▶ Actions to take:
A - In the article about the Chan Zuckerberg Initiative, what led Chan to say that "we are at the limit of what we understand about the human body and disease"?
B - In the article about the Chan Zuckerberg Initiative, repeat the section that starts at the words "Beck Diefenbach /" and ends after the words "(No big deal.)".

▶ Source passage:
□ □ □ □ □ □ □
Pricilla Chan and her husband Mark Zuckerberg announce the Chan Zuckerberg Initiative at a news conference in San Francisco, California on September 21, 2016.
Beck Diefenbach / Reuters
When Mark Zuckerberg and Priscilla Chan welcomed their daughter, Max, into the world in December 2015, it was a birth announcement with a bang: They unveiled the Chan Zuckerberg Initiative, a limited liability company intended to “advance human potential and promote equality.” They funded it with 99 percent of their Facebook shares, then valued at about $45 billion.
On Wednesday, the pair announced the Initiative's biggest investment to date: at least $3 billion over the next decade to an all-star team of doctors and academics who will search for breakthroughs and develop tools to tackle the most common diseases — heart disease, cancer, infectious disease, and neurological disease. The goal? "Cure, prevent, or manage all diseases by the end of the century." (No big deal.)
"That doesn't mean that no one will ever get sick," Chan said during an event at UC San Francisco, the university where she trained to become the pediatrician she is today after meeting Zuckerberg at Harvard University. "But it does mean our children and their children could get sick a lot less. And when they do, we should be able to detect and treat it or at least manage it as an ongoing physician."
At times tearing up, Chan cited her difficult experiences as a doctor — "from making a devastating diagnosis of leukemia, to sharing with a family they were unable to resuscitate their child" — in showing her that "we are at the limit of what we understand about the human body and disease." "We want to push back that boundary," she said.
Curing, preventing, or managing "all diseases" in the foreseeable future is a lofty goal, to put it mildly, and the announcement was met with more than a little skepticism.
But the couple have assembled an impressive team to at least attempt this feat. Chan Zuckerberg Science is led by Cori Bergmann of Rockefeller University, whose work has investigated how neurons and genes affect behavior. And the first effort is a $600 million, 10-year "biohub" at UC San Francisco that will bring together researchers from that university, as well as nearby UC Berkeley and Stanford University. Leading it are two prominent Bay Area scientists: Stanford bioengineer and physicist Stephen Quake and UC San Francisco's Joe DeRisi, who studies the underlying genetics of infectious diseases. Their initial focus, they said, will be on constructing a "cell atlas" — a characterization of all the cell types in the human body — and developing new ways to detect, respond to, treat, and prevent infectious disease.
□ □ □ □ □ □ □
▶ Source information:
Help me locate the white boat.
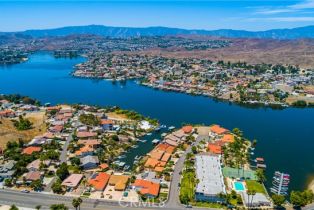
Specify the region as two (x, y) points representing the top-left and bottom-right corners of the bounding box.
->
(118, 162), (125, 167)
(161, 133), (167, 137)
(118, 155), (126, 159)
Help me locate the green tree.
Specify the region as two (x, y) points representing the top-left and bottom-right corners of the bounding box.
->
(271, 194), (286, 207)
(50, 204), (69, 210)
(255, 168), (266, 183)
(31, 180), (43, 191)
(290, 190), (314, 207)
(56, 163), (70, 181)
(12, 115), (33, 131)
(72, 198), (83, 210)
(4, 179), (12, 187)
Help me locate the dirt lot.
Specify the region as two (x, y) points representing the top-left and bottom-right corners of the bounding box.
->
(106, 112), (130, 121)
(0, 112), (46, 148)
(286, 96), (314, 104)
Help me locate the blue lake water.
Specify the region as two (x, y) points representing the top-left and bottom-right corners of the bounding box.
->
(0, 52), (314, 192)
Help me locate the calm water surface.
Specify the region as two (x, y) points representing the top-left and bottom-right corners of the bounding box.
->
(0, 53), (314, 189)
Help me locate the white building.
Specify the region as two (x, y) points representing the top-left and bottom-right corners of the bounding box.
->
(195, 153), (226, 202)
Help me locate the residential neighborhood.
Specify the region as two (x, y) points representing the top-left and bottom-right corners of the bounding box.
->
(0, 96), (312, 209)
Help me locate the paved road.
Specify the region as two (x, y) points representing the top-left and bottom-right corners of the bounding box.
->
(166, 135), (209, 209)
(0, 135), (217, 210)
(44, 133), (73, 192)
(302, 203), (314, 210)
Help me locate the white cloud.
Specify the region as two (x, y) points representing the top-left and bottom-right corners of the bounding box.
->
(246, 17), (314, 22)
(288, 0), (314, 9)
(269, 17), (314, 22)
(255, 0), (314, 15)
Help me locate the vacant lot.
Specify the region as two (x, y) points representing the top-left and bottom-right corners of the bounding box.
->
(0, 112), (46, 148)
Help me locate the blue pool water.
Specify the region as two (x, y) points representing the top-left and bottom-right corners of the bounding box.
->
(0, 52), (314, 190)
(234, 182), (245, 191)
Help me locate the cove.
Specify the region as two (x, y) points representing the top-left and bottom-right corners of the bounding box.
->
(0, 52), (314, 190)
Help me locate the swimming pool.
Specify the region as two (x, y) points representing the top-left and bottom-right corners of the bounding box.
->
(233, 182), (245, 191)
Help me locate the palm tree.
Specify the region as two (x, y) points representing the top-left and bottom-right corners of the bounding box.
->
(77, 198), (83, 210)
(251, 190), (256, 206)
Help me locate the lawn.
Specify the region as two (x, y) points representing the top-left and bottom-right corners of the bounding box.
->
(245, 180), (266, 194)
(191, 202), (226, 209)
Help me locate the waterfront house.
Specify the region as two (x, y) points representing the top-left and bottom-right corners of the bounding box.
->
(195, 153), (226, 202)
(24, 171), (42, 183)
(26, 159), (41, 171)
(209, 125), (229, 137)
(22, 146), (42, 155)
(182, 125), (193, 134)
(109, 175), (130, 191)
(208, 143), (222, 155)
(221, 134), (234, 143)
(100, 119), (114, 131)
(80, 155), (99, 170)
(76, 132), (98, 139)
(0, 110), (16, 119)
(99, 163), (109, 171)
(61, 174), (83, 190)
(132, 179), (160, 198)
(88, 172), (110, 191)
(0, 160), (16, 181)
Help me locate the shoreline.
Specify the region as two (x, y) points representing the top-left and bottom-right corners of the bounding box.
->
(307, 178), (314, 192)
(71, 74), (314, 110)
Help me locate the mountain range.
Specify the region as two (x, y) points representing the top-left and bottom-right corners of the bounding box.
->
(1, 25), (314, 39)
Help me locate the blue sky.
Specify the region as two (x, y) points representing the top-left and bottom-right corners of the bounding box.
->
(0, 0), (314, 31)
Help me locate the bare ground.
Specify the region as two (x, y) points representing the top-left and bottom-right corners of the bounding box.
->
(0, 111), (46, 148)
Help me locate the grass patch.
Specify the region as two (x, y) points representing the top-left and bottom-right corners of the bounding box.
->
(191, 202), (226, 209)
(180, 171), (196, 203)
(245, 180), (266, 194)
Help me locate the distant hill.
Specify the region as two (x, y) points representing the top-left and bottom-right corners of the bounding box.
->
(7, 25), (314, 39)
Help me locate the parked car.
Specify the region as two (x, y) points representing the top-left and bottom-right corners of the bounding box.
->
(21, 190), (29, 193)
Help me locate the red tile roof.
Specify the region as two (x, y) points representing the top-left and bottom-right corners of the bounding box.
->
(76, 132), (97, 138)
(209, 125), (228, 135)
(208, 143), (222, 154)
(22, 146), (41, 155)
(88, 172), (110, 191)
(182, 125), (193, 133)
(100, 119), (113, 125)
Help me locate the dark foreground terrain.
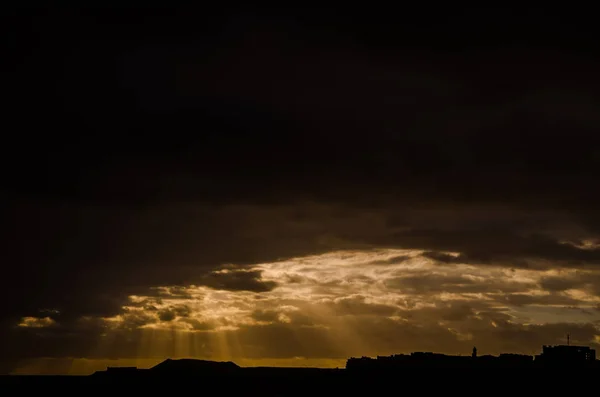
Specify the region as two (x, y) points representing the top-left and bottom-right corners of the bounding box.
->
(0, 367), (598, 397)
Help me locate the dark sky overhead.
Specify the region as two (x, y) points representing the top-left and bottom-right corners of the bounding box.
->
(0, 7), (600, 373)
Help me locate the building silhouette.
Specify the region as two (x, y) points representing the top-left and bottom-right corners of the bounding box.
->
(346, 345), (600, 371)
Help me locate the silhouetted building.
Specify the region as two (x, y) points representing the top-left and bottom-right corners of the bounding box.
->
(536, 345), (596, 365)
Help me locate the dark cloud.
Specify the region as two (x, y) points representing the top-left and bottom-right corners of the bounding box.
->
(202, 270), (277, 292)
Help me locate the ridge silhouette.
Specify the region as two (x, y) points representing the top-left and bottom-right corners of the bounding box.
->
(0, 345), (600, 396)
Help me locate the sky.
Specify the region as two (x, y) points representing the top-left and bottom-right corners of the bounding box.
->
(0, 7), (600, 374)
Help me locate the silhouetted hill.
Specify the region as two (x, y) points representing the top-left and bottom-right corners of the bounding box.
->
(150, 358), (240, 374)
□ □ □ □ □ □ □
▶ Solutions to the tasks:
A - Her hard experiences as a doctor led her to say it. These included making a devastating diagnosis of leukemia and telling a family they could not bring their child back to life.

B -
Beck Diefenbach / Reuters
When Mark Zuckerberg and Priscilla Chan welcomed their daughter, Max, into the world in December 2015, it was a birth announcement with a bang: They unveiled the Chan Zuckerberg Initiative, a limited liability company intended to “advance human potential and promote equality.” They funded it with 99 percent of their Facebook shares, then valued at about $45 billion.
On Wednesday, the pair announced the Initiative's biggest investment to date: at least $3 billion over the next decade to an all-star team of doctors and academics who will search for breakthroughs and develop tools to tackle the most common diseases — heart disease, cancer, infectious disease, and neurological disease. The goal? "Cure, prevent, or manage all diseases by the end of the century." (No big deal.)